Übungstext>
=-=-=-=-=

Bertold Becker - Pfarrer der Evangelich-Reformierte Kirchengemeinde Bielefeld
Bertold Becker – Pfarrer der Evangelich-Reformierte Kirchengemeinde Bielefeld

Die Himmelfahrt Christi ist ein merkwürdiges Fest. Die alten Erzählungen graben sich nicht tief ins Herz hinein. Vielleicht können sie es auch nicht, denn viel erzählt wird eigentlich nicht. Christus, der Auferstandene, wird vor den Augen der Jünger (und Jüngerinnen) in den Himmel gehoben.
Wo, aber bitte schön, ist der Himmel?
Der Himmel ist ein Ort, der – im Bild gesprochen – alles umgibt. Er umhüllt die
Erde und schafft Raum, dass überhaupt etwas wächst und gedeiht – unter dem
Licht der Sonne und dem Regen der Wolken, die am Himmel entlangziehen.
Wenn jemand gestorben ist, dann sagen wir zuweilen den Kindern – (und auch
uns Erwachsenen): Der geliebte Mensch ist im Himmel, also aufgehoben in etwas, das wir sehen und zugleich nicht sehen. Der Himmel umschreibt hier
metaphorisch das Aufgehoben sein in Gott.
„Christus spricht: Wenn ich erhöht werde von der Erde, so will ich alle zu mir
ziehen.“
Der Wochenspruch für die kommende Woche fasst ins Auge, was mit der
Himmelfahrt möglicherweise verbunden ist: Wenn Christus in den Himmel
gefahren ist – aufgehoben in die ungebrochene Einheit mit Gott – sind wir mit ihm
ebenfalls in diese Einheit mit hineingenommen. – Wie im Himmel, so auf Erden.

=-=-=-=-=

Angezeigtes Material>
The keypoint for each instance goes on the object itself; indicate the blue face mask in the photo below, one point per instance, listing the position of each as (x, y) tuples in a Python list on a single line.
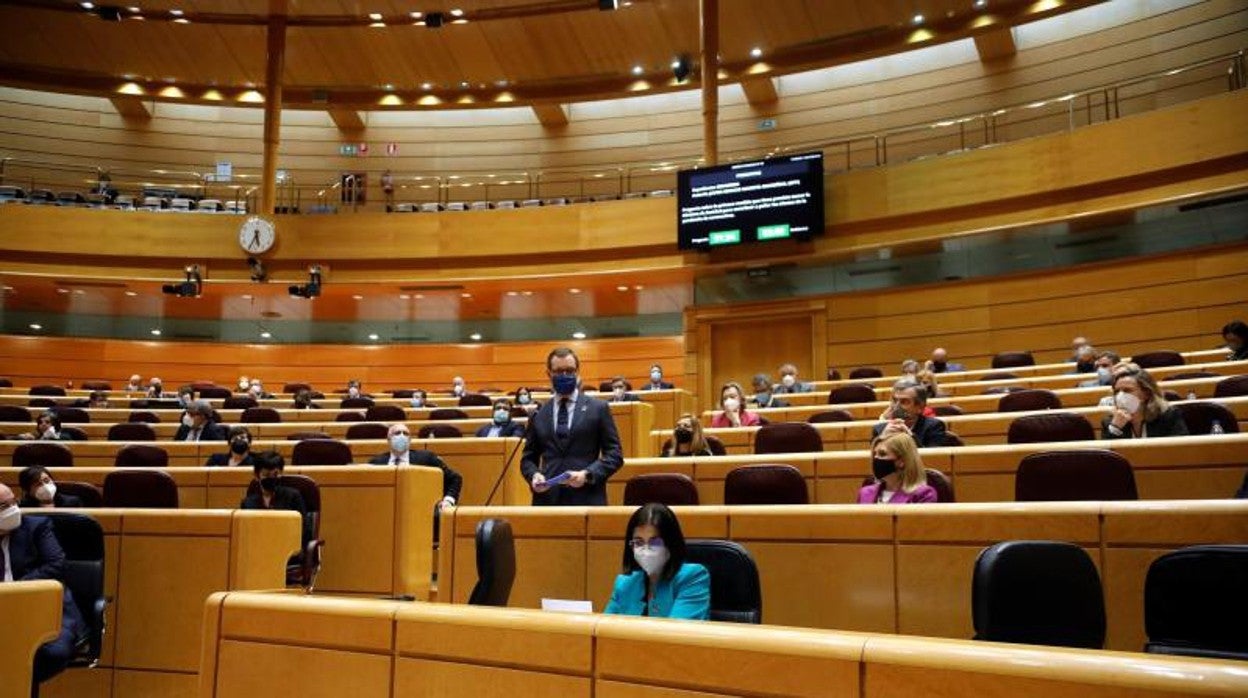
[(399, 442), (563, 383)]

=-=-=-=-=

Aufgabenstellung> Ersetze im Text über die Himmelfahrt „Wochenspruch“ durch „Leitvers“ und gib den Abschnitt wieder, der mit den Worten „Wenn jemand gestorben“ beginnt und mit „so auf Erden.“ endet. Das Material stammt aus einer anderen Quelle.

Gelöste Aufgabe>
Wenn jemand gestorben ist, dann sagen wir zuweilen den Kindern – (und auch
uns Erwachsenen): Der geliebte Mensch ist im Himmel, also aufgehoben in etwas, das wir sehen und zugleich nicht sehen. Der Himmel umschreibt hier
metaphorisch das Aufgehoben sein in Gott.
„Christus spricht: Wenn ich erhöht werde von der Erde, so will ich alle zu mir
ziehen.“
Der Leitvers für die kommende Woche fasst ins Auge, was mit der
Himmelfahrt möglicherweise verbunden ist: Wenn Christus in den Himmel
gefahren ist – aufgehoben in die ungebrochene Einheit mit Gott – sind wir mit ihm
ebenfalls in diese Einheit mit hineingenommen. – Wie im Himmel, so auf Erden.